YOUR GOAL: For the data below, please report each line where the word "wing" is found.

Dataset excerpts:
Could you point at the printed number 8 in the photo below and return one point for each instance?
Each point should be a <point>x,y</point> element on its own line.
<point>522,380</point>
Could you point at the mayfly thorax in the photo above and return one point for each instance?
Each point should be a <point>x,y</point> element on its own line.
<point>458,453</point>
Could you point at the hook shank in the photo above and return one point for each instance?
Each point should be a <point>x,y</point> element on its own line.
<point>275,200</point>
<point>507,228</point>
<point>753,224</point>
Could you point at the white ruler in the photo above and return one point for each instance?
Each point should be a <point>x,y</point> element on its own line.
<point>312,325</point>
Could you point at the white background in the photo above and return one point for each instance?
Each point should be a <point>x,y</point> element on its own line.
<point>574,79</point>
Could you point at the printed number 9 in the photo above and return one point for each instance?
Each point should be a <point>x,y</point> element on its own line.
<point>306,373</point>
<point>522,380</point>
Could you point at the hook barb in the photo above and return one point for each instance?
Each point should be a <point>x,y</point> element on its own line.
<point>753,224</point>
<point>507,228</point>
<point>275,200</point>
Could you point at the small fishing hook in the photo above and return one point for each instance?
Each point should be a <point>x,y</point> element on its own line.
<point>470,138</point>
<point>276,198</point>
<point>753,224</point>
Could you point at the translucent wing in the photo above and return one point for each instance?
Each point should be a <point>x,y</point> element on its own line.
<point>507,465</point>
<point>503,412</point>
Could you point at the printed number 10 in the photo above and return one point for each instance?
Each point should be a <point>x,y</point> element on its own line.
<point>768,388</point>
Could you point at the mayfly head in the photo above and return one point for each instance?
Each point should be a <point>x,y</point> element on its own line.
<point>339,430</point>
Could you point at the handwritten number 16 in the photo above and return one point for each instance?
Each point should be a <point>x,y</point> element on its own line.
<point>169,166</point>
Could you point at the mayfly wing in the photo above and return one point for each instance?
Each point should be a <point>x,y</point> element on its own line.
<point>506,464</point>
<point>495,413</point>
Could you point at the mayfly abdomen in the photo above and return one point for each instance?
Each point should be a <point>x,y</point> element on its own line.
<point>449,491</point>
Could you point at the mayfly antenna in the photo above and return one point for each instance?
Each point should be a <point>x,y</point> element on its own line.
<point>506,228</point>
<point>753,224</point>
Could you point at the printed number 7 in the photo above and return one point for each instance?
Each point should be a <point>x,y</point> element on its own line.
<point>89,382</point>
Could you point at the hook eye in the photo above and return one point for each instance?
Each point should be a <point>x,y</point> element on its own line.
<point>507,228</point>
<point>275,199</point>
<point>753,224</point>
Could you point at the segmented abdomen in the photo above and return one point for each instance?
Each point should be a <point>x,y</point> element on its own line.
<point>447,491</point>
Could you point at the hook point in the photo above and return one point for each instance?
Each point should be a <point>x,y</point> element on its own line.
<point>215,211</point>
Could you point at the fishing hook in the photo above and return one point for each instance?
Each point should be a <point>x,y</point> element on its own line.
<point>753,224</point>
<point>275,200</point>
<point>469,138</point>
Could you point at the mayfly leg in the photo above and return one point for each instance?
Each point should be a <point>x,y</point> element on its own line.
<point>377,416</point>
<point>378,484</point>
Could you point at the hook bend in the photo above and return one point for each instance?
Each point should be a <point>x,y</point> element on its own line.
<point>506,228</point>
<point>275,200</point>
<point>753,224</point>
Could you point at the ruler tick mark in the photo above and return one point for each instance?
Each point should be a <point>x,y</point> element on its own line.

SOLUTION:
Could you point at the translucent wing in the photo above and return one point for each instance?
Could you point at the mayfly wing in the photo above and return one point for each instance?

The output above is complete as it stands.